__Brano del documento__:
/---
Alla veneranda età 100 anni e qualche mese, il 39esimo Presidente degli Stati Uniti Jimmy Carter, l'uomo dal sorriso smagliante, non ha visto l'alba del 2025 soltanto per pochi giorni. Un po' come accadde al suo acerrimo avversario, il repubblicano Henry Kissinger, un altro grande vecchio della vita politica americana, che se ne è andato battendo il secolo di vita sul finire del 2023.

Premio Nobel per la Pace nel 2002 per le sue iniziative per contrastare e superare i conflitti armati nel mondo, filantropo e anima di una Fondazione non profit per i promuovere i diritti umani, Jimmy Carter trova oggi una rivalutazione della sua permanenza alla Casa Bianca (1977-1980), dopo essere stato affossato per decenni dare fiato all'apologia e fare spazio all'apoteosi degli anni Ottanta, quelli delle presidenze americane di Ronald Reagan (1981-1988) e dei governi in Gran Bretagna di Margaret Thatcher, la Lady di ferro: i due volti del neoliberismo con il freno a mano tirato su regole e diritti, e l'acceleratore premuto a tavoletta su tagli al welfare per rendere politicamente afone le classi subalterne e avviare al definitivo crepuscolo il '68, il potere sindacale e delle sinistre.
\---
__Obiettivo__:
Trascrivi senza modifiche il testo su Jimmy Carter tra "Premio Nobel per" e "e delle sinistre.", estremi inclusi. Le voci non sono necessarie.

__Dati estratti__:
/---
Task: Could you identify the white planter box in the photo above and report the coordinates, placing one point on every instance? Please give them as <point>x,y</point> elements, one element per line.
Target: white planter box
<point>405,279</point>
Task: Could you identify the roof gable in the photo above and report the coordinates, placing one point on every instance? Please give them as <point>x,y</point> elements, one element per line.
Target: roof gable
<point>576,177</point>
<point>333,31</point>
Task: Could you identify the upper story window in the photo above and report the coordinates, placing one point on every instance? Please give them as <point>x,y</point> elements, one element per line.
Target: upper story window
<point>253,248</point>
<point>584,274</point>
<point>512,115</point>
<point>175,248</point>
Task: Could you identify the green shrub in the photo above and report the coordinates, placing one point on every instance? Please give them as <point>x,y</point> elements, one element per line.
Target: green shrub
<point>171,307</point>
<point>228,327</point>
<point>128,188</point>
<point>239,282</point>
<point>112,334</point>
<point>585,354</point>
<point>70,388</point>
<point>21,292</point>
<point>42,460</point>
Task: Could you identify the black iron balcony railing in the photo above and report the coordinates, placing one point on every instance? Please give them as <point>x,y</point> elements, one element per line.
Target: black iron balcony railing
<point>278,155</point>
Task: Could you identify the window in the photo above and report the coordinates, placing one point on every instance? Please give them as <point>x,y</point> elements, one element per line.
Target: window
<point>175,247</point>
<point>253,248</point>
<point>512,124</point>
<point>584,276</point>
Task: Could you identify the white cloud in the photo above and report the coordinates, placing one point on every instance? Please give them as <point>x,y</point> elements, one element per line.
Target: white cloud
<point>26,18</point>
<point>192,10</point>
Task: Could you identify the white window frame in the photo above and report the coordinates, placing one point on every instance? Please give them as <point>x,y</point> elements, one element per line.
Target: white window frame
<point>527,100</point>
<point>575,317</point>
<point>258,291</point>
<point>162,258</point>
\---
/---
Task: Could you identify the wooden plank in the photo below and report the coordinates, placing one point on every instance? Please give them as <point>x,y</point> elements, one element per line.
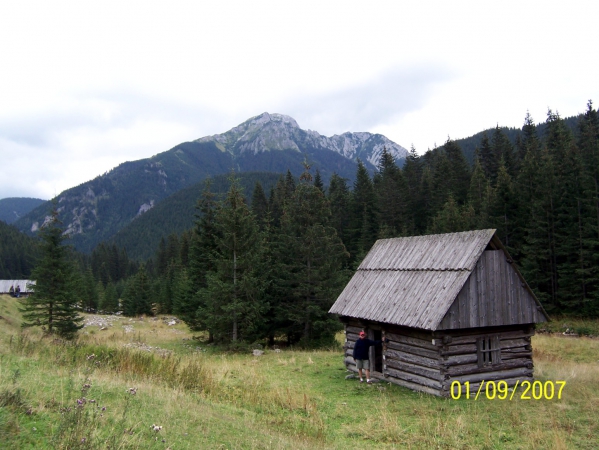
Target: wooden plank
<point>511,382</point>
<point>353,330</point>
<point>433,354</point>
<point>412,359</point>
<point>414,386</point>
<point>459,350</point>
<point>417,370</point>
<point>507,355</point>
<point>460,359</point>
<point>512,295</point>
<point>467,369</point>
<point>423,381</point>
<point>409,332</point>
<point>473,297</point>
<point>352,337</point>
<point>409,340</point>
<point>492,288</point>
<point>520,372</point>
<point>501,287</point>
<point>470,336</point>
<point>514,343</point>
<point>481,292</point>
\---
__Risposta completa__:
Premio Nobel per la Pace nel 2002 per le sue iniziative per contrastare e superare i conflitti armati nel mondo, filantropo e anima di una Fondazione non profit per i promuovere i diritti umani, Jimmy Carter trova oggi una rivalutazione della sua permanenza alla Casa Bianca (1977-1980), dopo essere stato affossato per decenni dare fiato all'apologia e fare spazio all'apoteosi degli anni Ottanta, quelli delle presidenze americane di Ronald Reagan (1981-1988) e dei governi in Gran Bretagna di Margaret Thatcher, la Lady di ferro: i due volti del neoliberismo con il freno a mano tirato su regole e diritti, e l'acceleratore premuto a tavoletta su tagli al welfare per rendere politicamente afone le classi subalterne e avviare al definitivo crepuscolo il '68, il potere sindacale e delle sinistre.